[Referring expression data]
#####
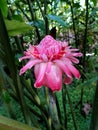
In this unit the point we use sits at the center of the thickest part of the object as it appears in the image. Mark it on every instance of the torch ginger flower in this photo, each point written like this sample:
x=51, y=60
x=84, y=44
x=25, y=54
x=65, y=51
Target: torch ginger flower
x=53, y=63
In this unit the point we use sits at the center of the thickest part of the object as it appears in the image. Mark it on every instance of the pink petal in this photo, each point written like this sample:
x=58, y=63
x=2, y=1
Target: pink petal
x=48, y=69
x=67, y=80
x=39, y=71
x=74, y=71
x=24, y=57
x=53, y=79
x=29, y=65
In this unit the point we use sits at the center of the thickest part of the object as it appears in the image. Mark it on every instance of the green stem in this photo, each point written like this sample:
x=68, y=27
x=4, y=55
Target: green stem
x=45, y=18
x=85, y=34
x=73, y=21
x=53, y=111
x=72, y=111
x=64, y=105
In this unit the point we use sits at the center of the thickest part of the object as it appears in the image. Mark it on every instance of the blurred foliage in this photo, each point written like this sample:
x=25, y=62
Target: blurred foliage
x=28, y=21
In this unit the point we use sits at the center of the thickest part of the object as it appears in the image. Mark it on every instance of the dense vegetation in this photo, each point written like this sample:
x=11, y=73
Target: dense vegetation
#####
# Assignment:
Print all records word for word, no images.

# Expected answer:
In this unit the point we use sits at the center of the thickest part of the object as it appears in the image. Mark it on every instance of the torch ginger flower in this photo, each point written like this sample:
x=51, y=60
x=84, y=44
x=25, y=54
x=65, y=51
Target: torch ginger flower
x=53, y=63
In this unit the point we use sits at the center of the thickest part of the object as it appears in the image. Mark it on every instance of the pink petal in this photo, each point written like this sample:
x=58, y=63
x=2, y=1
Target: pink petal
x=48, y=69
x=67, y=80
x=39, y=71
x=74, y=71
x=24, y=57
x=53, y=79
x=29, y=65
In this unit the point we use sits at the center of the thickest part of the object as it appears in the image. Mark it on every instance of the green stem in this photo, each point written like this sample:
x=68, y=27
x=4, y=55
Target: green stem
x=45, y=18
x=85, y=34
x=73, y=21
x=53, y=111
x=72, y=111
x=64, y=105
In this unit the point we use sits at the center of the thickest part of the object as it appears in the image. Mark it on every instance of the blurred foliage in this photo, each point written like this sample:
x=25, y=62
Target: blurred foliage
x=28, y=21
In this unit the point we use sits at the center of the thickest part of the object as it appears in the image. Mark it on every instance of the dense vegetation in this photo, each point written like this sample:
x=11, y=73
Target: dense vegetation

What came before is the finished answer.